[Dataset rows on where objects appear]

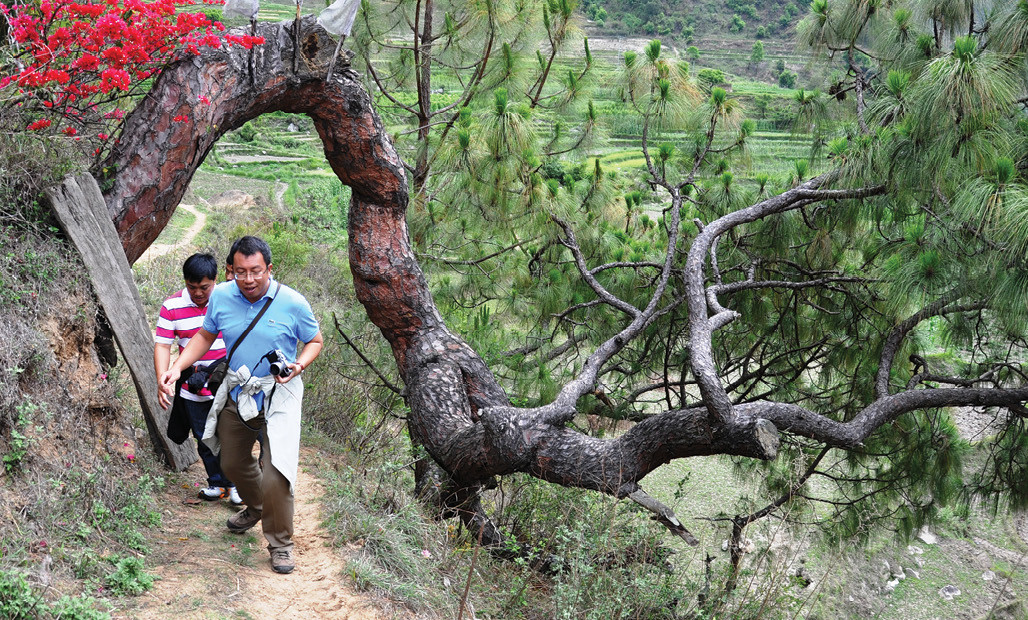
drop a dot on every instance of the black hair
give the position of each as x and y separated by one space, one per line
248 246
199 266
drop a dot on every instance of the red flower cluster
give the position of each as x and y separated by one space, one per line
78 58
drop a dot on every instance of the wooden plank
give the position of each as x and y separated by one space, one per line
79 207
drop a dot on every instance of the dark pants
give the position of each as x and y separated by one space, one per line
197 420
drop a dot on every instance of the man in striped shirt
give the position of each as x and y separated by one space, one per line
181 317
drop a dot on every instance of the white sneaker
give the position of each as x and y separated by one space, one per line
212 493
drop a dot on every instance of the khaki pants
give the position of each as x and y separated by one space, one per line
262 487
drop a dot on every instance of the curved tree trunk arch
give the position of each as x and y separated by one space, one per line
459 411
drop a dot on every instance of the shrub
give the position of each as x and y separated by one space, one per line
129 577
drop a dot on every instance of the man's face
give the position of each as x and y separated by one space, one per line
252 275
199 292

_DIRECTIONS_
Copy all of the data above line for line without changing anything, but leave out the pictures.

_EXERCISE ANSWER_
drop a dot on every instance of the black hair
give the position of each as x and y separated by one space, one per line
248 246
199 266
drop a dot on every instance of the red flower cluster
give the position of each as x and y separated by one space, one per line
78 58
drop a dot on every instance of the wooden plank
give the position of each as x and y separated by one space, one per line
79 207
drop a dot on every instance of the dark pants
give the position of each as x and y separated by one space, one per line
197 420
drop a dot on every instance of the man in striped shirt
give the position of each as x and y separated by one space, one per line
181 317
drop a dot on every instance of the white sneaker
give the position of each as x and y separated by one space, one per line
212 493
drop a dot on every instance of the khaki pants
give the position of each as x and y separated by one space, one per line
262 487
drop a dot on every instance of the curved tree trunk arch
give the position of each as x and y separated by one space, one per line
459 411
drop a dot on every instance of the shrub
give the position of each as x and y separated by one space, one per line
129 577
drop a dot on every instance of the man's face
give the position of each as x and y separated by one space, one per line
252 275
199 292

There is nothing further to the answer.